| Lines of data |
....

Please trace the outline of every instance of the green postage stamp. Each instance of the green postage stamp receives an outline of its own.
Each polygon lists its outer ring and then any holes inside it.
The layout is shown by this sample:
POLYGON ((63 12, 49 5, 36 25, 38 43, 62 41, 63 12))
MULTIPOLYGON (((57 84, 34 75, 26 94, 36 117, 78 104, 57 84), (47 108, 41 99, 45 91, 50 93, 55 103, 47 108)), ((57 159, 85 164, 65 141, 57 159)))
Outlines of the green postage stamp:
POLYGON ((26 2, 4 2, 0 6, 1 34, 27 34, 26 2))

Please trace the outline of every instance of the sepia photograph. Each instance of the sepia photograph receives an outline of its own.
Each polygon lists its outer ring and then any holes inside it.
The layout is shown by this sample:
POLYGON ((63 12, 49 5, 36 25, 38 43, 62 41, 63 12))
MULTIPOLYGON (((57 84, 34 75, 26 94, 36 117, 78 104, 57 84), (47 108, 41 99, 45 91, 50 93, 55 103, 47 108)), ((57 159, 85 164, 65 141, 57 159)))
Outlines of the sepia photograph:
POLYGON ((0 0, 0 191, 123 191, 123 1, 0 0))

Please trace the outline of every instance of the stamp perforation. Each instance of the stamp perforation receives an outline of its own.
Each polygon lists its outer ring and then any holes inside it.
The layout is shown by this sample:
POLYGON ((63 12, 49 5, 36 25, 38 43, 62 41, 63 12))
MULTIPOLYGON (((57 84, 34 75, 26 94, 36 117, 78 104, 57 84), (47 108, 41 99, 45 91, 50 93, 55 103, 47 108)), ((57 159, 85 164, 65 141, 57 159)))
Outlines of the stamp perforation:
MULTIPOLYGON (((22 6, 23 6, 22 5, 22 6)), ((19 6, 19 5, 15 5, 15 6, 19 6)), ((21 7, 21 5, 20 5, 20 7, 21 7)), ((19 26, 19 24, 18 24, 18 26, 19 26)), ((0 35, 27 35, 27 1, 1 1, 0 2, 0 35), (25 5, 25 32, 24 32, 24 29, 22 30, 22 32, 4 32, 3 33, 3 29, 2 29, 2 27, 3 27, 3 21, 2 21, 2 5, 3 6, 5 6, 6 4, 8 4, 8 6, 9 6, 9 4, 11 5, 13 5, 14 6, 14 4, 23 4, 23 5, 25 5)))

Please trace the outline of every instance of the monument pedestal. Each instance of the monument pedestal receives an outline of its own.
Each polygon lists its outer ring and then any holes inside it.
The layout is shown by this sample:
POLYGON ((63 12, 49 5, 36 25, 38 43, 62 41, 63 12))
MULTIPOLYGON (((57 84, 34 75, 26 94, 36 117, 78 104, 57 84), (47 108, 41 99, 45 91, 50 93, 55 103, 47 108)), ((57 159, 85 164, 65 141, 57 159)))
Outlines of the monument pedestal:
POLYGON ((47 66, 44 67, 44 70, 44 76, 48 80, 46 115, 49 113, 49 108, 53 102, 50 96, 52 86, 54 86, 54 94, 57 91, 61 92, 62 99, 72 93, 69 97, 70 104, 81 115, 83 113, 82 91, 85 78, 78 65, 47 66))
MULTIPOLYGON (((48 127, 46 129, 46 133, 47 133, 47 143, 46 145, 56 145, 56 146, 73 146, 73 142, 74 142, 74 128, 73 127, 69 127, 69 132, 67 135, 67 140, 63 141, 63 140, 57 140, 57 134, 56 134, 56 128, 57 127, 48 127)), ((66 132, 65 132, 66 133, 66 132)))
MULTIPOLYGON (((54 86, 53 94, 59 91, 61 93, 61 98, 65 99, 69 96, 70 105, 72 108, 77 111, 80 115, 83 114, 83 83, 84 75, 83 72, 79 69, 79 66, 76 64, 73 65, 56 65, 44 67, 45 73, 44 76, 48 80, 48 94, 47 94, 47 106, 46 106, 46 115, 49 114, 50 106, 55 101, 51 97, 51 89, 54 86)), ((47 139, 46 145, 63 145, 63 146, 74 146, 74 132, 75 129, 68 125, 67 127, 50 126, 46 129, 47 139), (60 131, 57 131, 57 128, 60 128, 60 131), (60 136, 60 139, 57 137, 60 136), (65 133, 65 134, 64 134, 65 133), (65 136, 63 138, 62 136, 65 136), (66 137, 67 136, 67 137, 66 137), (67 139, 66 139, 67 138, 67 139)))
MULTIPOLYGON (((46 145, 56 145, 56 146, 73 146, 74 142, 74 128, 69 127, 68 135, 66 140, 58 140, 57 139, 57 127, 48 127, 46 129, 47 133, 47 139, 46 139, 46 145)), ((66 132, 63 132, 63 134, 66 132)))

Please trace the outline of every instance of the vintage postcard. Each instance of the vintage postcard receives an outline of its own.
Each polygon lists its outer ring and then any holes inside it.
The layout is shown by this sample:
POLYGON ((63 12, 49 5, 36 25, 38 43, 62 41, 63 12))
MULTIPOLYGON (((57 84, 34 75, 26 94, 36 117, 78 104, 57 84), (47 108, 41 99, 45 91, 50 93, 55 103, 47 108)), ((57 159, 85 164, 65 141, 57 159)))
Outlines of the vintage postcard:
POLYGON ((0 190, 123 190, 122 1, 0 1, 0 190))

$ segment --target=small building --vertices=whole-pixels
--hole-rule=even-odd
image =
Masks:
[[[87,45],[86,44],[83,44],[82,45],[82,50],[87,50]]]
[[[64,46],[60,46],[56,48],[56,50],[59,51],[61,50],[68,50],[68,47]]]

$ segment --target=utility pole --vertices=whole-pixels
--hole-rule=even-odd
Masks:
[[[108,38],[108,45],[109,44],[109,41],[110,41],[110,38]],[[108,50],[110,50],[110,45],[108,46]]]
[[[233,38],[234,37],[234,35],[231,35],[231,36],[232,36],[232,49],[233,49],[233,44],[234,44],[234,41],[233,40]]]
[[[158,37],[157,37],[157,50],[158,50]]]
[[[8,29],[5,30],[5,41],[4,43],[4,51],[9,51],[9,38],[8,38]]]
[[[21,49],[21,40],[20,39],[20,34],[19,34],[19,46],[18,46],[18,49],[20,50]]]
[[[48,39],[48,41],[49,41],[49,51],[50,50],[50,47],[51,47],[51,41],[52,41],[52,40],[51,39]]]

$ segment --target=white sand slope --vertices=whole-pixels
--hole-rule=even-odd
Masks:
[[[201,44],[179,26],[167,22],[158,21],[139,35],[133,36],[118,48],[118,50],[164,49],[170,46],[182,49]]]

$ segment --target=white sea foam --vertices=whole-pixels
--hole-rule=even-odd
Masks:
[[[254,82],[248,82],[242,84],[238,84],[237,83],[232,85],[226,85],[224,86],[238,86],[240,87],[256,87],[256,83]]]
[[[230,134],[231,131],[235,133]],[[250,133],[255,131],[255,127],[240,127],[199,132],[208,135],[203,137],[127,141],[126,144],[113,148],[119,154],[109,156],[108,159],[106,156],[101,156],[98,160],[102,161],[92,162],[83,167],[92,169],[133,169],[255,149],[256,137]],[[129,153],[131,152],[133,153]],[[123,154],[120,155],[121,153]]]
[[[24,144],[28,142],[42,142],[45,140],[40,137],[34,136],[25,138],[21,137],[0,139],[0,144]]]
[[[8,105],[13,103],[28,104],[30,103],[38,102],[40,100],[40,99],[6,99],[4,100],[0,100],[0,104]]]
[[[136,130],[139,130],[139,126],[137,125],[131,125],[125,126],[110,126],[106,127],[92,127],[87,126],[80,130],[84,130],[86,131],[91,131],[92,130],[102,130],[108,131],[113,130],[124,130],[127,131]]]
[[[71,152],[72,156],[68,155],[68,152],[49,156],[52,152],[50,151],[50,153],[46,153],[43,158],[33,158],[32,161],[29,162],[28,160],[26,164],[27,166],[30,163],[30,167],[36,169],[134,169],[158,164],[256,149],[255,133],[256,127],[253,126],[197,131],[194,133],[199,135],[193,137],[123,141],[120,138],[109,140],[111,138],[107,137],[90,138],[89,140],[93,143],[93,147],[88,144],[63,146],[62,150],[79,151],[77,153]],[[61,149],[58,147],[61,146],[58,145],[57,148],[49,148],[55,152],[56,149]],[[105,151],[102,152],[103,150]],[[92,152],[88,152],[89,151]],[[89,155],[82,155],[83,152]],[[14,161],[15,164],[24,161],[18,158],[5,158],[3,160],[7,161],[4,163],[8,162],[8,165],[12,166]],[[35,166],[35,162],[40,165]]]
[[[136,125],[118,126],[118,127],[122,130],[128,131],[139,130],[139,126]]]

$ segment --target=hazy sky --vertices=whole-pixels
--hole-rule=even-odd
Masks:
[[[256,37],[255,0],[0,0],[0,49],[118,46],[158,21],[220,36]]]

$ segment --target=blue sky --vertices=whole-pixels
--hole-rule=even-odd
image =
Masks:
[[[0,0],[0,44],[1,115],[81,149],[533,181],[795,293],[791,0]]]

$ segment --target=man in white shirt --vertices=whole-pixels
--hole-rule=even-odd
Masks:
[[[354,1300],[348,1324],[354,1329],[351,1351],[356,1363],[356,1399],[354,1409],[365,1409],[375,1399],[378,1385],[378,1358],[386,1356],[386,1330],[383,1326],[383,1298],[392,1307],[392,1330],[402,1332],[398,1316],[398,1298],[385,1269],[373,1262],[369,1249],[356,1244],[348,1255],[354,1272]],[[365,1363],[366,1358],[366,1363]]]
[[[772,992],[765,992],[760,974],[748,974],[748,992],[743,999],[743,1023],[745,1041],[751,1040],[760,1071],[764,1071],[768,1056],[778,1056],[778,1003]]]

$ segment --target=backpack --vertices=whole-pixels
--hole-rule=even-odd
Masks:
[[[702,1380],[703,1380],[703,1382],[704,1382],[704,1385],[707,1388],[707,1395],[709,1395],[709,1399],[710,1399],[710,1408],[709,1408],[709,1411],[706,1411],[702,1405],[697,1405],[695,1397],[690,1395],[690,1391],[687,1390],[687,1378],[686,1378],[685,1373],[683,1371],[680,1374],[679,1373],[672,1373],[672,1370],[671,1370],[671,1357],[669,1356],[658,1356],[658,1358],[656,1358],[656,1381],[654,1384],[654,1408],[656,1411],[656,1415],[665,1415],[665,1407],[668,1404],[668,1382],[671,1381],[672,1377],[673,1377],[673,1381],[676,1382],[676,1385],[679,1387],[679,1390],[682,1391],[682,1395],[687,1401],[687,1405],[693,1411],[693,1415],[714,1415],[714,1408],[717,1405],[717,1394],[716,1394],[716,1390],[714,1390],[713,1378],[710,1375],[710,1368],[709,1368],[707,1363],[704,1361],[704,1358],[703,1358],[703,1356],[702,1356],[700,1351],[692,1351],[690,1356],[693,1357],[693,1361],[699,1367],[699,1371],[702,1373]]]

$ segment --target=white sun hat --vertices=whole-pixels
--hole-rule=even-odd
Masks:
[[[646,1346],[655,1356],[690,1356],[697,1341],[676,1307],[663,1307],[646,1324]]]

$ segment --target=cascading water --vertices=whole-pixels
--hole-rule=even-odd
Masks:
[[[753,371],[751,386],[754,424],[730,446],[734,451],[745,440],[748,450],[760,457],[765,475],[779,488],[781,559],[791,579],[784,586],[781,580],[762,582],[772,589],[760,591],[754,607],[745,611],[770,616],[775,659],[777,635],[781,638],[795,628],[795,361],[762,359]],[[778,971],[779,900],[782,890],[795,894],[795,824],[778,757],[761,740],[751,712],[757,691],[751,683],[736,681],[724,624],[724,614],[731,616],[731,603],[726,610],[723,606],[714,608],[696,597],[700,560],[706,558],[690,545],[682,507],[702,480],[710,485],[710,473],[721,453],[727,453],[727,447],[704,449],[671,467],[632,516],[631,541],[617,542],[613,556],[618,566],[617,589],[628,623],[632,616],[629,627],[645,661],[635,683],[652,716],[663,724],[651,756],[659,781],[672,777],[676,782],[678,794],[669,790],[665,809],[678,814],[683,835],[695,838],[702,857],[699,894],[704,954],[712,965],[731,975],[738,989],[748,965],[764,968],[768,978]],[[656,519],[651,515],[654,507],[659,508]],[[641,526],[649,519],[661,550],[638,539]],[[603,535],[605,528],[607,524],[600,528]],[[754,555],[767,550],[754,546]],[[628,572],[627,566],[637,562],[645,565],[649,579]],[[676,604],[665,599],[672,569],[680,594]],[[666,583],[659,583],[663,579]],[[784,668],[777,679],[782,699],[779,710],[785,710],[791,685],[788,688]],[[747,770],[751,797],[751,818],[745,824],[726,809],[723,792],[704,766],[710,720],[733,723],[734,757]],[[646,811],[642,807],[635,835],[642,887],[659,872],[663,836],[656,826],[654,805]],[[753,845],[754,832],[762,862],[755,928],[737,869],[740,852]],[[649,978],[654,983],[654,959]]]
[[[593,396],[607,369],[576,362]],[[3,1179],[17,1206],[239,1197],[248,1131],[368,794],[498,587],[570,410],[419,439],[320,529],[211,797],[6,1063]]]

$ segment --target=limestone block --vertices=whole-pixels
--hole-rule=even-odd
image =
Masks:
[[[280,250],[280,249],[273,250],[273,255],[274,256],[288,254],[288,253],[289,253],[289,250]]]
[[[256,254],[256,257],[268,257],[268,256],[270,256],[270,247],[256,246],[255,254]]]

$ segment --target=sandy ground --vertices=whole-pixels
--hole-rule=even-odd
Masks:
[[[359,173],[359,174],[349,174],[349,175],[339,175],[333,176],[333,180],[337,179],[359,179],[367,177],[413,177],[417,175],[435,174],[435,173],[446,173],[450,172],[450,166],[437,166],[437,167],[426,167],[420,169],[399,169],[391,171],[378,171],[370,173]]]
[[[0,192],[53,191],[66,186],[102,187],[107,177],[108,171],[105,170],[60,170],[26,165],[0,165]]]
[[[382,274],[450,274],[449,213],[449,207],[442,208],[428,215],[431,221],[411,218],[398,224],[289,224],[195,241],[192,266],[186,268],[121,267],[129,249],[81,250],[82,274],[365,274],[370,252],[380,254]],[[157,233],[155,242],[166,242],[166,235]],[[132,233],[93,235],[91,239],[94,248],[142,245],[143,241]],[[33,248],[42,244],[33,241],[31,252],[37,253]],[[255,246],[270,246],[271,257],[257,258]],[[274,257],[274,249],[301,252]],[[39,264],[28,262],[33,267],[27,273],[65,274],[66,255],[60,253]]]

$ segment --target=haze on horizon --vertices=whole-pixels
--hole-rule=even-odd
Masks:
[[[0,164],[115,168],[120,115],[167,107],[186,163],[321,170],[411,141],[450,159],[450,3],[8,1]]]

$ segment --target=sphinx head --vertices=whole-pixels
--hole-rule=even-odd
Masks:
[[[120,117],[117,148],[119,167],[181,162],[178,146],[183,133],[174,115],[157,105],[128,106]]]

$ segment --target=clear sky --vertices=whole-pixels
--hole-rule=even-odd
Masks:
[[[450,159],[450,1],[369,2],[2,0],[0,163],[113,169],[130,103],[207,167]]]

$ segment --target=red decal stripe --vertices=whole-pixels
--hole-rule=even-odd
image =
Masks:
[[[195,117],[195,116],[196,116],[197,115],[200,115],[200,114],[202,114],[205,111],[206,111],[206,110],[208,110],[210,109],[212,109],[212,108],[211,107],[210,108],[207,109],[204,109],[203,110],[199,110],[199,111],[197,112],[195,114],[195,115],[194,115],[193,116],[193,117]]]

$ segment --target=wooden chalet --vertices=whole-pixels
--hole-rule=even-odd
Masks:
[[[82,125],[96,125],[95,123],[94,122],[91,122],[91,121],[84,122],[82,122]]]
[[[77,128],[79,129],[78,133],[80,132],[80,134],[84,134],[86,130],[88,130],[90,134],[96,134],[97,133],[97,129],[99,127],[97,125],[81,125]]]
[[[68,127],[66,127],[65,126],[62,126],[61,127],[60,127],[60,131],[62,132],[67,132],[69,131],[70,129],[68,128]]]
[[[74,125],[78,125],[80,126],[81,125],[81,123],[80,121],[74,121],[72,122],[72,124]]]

....

| EXERCISE BRIEF |
Produce an exact repeat of the lines from the one containing "--target=wooden chalet --vertices=whole-pixels" through the last line of the data, and nothing more.

| FULL OUTPUT |
$ segment --target=wooden chalet --vertices=whole-pixels
--hole-rule=even-odd
Masks:
[[[82,125],[96,125],[95,123],[94,122],[91,122],[91,121],[84,122],[82,122]]]
[[[77,128],[79,129],[78,133],[80,132],[80,134],[84,134],[86,130],[88,130],[90,134],[96,134],[97,133],[97,129],[99,127],[97,125],[81,125]]]
[[[68,127],[66,127],[65,126],[62,126],[61,127],[60,127],[60,131],[62,132],[67,132],[69,131],[70,129],[68,128]]]
[[[74,125],[78,125],[80,126],[81,125],[81,123],[80,121],[74,121],[72,122],[72,124]]]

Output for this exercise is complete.